Excerpt to read
Content starts

Dispatches from ARVO 2013: Day 2
May 7, 2013
by Jennifer Phillips, Ph.D.
The talks I attended today were on the topics of photoreceptor cilia, Nanotechnology and Regenerative Medicine, and Stem Cell therapies. Afterward, I saw posters on a wide variety of studies related to retinal degeneration.
Brief highlights from the talks:
Nanotechnology emerged on the scene a few years ago as a new drug delivery method. The basic idea is tiny doses of a pharmaceutical agent are packaged inside a coating made of a material that will facilitate the delivery of the drug to the proper tissue. The exact nature of the material depends a lot on the tissue being targeted by the drug. In the case of ocular drugs, the big challenge is getting past all the physical, physiological, and molecular barriers that are there to protect the eye from foreign invaders. The next biggest challenges relate to regulating the dose of the drug once it gets in there, and making sure the packaging doesn’t end up causing problems once it’s tricked your security system into letting it pass through. These are complex problems that a lot of really smart people are working on, and in the fullness of time it could make any emerging drug therapies for Usher syndrome and other retinal diseases easier and more effective to administer.

Content ends

Saved entries
Content starts

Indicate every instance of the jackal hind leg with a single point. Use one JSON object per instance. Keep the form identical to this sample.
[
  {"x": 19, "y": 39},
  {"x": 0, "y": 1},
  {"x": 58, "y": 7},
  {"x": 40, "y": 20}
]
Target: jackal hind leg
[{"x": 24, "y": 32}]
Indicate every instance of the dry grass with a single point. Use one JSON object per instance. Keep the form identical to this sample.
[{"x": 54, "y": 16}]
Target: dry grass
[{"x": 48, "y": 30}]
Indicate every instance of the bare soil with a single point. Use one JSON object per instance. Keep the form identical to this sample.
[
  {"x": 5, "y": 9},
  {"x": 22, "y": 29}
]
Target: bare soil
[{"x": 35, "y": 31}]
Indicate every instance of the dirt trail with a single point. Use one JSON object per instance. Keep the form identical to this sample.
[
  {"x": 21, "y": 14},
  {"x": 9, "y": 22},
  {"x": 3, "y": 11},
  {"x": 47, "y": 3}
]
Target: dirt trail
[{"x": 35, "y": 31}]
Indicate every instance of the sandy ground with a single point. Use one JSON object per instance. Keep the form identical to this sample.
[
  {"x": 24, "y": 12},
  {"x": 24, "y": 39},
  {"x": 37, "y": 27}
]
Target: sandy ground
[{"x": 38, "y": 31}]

Content ends
Content starts

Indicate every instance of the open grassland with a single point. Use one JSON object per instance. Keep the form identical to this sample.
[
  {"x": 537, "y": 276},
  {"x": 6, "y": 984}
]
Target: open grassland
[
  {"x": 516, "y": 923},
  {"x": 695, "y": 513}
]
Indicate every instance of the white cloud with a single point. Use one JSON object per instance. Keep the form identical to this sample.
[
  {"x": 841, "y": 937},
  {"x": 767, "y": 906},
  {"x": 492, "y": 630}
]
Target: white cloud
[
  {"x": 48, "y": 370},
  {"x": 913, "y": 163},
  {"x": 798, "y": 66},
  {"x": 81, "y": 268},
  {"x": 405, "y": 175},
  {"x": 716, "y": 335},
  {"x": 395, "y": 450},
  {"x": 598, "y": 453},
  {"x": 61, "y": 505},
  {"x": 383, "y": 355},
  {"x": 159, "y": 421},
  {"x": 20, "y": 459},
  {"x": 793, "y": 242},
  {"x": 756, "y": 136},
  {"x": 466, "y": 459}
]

Content ends
Content starts

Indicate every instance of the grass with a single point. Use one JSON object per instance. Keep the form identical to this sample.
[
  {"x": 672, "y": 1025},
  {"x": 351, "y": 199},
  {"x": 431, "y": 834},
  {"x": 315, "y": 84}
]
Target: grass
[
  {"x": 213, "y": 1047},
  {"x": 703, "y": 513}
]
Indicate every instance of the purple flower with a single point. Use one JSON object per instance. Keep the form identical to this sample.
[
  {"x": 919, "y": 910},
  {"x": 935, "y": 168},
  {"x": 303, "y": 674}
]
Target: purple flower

Content ends

Study questions
(a) Answer these from the ARVO 2013 dispatch, one per line:
(i) Who is the dispatch by?
(ii) What did the author see after the talks?
(iii) For ocular drugs, what is named as the big challenge?
(b) Pick up the ARVO 2013 dispatch after its last sentence and keep writing in the same voice.
The saved entries have nothing to do with this work.

Per-task answers
(a)
(i) Jennifer Phillips, Ph.D.
(ii) Posters on a wide variety of studies related to retinal degeneration.
(iii) Getting past all the physical, physiological, and molecular barriers that are there to protect the eye from foreign invaders.

(b)
Stem Cell derived cultures of photoreceptor cells and RPE cells are being used to study what goes wrong in cases of disease , and also to preclinically test emerging treatments. One interesting tidbit from this series of talks was the description of several cell lines, each containing a different retinal degenerative disease mutation, being used to reexamine the old Vitamin A/Vitamin E supplement controversy. Not surprisingly, given the previous findings, cells representing some diseases responded positively (by surviving in greater numbers, or for longer periods, than untreated cells with the same disease gene), while others responded negatively. The outcome wasn’t surprising, but the experiment served two main purposes. The first was the proof of principle that individualized stem cells (containing the exact mutations of any given patient) could be used to screen for effective treatments for individuals. The other was the acknowledgement that this testing—cultivating the disease-gene-carrying cell lines, administering the supplements, monitering the results, required lots of time, personnel, and money to complete. Personalized medicine using stem cell technology is a great goal, but it’s prohibitively costly with the current methods.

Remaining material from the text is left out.